## Begin MATERIAL

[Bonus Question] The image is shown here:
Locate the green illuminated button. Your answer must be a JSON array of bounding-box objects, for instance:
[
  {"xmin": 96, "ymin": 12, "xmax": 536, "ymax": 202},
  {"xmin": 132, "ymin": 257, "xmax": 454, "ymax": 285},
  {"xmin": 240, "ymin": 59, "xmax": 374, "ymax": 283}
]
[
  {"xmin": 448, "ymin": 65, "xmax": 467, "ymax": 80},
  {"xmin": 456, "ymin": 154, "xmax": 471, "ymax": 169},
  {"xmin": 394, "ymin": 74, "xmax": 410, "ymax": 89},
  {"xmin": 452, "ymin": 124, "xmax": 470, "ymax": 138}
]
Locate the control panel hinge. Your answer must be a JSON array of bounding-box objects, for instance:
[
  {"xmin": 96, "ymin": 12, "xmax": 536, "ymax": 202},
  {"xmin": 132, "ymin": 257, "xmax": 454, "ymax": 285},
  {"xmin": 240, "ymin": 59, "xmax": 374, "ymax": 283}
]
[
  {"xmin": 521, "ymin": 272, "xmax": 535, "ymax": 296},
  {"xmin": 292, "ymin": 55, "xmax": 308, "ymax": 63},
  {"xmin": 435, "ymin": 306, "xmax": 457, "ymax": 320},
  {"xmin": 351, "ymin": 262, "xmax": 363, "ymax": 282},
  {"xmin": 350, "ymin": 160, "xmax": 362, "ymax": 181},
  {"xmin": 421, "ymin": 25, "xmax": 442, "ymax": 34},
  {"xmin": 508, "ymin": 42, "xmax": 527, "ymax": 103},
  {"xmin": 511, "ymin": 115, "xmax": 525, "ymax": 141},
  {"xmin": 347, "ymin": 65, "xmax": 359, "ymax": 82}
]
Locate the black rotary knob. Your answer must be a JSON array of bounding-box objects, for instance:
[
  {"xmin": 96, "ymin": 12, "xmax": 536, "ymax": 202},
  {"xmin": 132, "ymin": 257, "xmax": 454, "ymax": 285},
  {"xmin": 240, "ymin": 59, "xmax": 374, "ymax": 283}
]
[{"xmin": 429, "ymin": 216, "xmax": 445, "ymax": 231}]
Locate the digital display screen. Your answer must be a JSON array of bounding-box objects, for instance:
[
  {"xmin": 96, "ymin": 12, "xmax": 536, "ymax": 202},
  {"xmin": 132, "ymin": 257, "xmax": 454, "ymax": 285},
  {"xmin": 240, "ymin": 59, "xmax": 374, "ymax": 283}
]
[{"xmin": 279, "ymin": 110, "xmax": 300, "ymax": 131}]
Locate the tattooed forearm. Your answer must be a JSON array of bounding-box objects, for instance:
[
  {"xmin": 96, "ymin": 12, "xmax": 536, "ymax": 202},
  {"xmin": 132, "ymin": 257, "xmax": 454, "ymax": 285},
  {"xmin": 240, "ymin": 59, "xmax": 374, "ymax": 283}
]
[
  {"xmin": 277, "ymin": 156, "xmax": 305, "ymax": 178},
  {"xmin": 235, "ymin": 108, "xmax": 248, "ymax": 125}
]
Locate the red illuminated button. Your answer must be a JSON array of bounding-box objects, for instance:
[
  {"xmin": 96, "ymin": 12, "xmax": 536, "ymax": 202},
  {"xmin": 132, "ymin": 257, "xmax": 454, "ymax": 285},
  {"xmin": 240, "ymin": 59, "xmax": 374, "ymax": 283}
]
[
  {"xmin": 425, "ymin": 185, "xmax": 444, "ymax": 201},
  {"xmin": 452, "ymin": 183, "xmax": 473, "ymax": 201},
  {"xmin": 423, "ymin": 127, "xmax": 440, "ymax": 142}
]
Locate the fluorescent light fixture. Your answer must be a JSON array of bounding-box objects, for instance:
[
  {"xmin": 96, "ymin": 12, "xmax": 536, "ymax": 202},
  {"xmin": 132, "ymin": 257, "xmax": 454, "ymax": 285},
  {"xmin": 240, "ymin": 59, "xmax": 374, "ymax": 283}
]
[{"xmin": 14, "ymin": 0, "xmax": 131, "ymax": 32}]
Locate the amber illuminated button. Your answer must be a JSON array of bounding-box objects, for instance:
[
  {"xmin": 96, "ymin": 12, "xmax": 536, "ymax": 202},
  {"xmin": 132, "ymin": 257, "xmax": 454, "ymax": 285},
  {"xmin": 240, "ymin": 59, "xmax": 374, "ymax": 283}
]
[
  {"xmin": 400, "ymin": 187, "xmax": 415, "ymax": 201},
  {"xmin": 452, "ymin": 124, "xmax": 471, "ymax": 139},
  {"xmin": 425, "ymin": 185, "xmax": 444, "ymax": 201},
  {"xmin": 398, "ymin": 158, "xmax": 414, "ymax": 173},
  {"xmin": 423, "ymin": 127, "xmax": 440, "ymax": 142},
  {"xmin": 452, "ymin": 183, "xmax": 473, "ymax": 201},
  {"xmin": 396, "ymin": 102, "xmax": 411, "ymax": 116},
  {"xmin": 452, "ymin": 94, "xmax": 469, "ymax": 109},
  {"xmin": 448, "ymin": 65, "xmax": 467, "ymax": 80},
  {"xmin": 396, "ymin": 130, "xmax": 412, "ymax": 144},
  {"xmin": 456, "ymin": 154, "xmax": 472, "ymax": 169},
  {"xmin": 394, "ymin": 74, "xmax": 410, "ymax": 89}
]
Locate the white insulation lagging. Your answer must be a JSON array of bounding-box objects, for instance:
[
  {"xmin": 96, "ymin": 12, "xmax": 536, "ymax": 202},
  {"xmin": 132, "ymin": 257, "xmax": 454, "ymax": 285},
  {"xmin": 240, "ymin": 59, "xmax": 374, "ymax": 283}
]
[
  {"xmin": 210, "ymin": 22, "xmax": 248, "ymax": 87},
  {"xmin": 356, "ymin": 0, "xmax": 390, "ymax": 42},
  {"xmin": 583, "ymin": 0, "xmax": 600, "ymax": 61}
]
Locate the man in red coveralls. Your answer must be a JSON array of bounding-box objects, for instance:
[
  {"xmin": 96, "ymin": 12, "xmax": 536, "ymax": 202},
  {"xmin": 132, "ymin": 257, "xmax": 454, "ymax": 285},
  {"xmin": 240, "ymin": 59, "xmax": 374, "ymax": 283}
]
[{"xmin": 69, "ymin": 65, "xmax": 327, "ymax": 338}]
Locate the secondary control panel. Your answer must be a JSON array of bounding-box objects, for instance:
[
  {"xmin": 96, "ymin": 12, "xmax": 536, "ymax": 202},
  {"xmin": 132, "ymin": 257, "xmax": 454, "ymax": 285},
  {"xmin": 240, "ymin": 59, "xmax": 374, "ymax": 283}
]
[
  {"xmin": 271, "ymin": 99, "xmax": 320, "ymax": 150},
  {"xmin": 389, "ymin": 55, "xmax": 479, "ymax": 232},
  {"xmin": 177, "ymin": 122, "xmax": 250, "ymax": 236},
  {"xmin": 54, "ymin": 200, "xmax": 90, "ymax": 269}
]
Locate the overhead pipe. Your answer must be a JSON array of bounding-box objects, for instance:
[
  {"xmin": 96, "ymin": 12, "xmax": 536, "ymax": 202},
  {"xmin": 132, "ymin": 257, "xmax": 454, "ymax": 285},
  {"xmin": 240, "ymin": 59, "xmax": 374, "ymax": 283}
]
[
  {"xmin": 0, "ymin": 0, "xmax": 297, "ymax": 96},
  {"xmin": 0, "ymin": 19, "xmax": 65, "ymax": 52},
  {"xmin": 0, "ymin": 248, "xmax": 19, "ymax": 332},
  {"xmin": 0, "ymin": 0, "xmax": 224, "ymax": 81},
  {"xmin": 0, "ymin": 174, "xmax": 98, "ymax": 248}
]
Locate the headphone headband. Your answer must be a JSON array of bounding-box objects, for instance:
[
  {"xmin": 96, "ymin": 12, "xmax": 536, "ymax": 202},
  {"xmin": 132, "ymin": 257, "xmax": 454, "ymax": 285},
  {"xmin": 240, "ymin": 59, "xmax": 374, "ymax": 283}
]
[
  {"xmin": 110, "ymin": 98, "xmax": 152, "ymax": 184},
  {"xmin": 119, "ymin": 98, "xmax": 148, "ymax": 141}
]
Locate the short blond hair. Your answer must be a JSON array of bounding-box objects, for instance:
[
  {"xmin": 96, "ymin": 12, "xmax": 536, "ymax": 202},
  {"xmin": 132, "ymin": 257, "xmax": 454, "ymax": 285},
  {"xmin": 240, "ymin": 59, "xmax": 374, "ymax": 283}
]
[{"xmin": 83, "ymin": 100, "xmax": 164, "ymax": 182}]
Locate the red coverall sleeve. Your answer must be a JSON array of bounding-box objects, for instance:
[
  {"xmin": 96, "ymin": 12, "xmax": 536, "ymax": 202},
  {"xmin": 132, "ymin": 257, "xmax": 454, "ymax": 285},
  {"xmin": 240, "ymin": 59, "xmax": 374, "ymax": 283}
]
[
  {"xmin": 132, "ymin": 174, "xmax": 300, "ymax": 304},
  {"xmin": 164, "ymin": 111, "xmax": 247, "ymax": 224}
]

## End MATERIAL

| TASK TO COMPLETE |
Copy out, without changes, the lines of the items from the line holding "Locate the short" through the end of the items, inclusive.

| ANSWER FOR THIS EXERCISE |
Locate the short blond hair. Your answer must be a JSON array of bounding-box objects, for instance:
[
  {"xmin": 96, "ymin": 12, "xmax": 536, "ymax": 202},
  {"xmin": 132, "ymin": 257, "xmax": 454, "ymax": 285},
  {"xmin": 240, "ymin": 59, "xmax": 374, "ymax": 283}
]
[{"xmin": 83, "ymin": 100, "xmax": 164, "ymax": 182}]
Locate the red coverall sleeve. Your answer must be a JSON array of bounding-box objects, for instance:
[
  {"xmin": 96, "ymin": 12, "xmax": 536, "ymax": 202},
  {"xmin": 132, "ymin": 257, "xmax": 454, "ymax": 285},
  {"xmin": 240, "ymin": 59, "xmax": 374, "ymax": 283}
]
[
  {"xmin": 132, "ymin": 174, "xmax": 300, "ymax": 304},
  {"xmin": 164, "ymin": 111, "xmax": 247, "ymax": 224}
]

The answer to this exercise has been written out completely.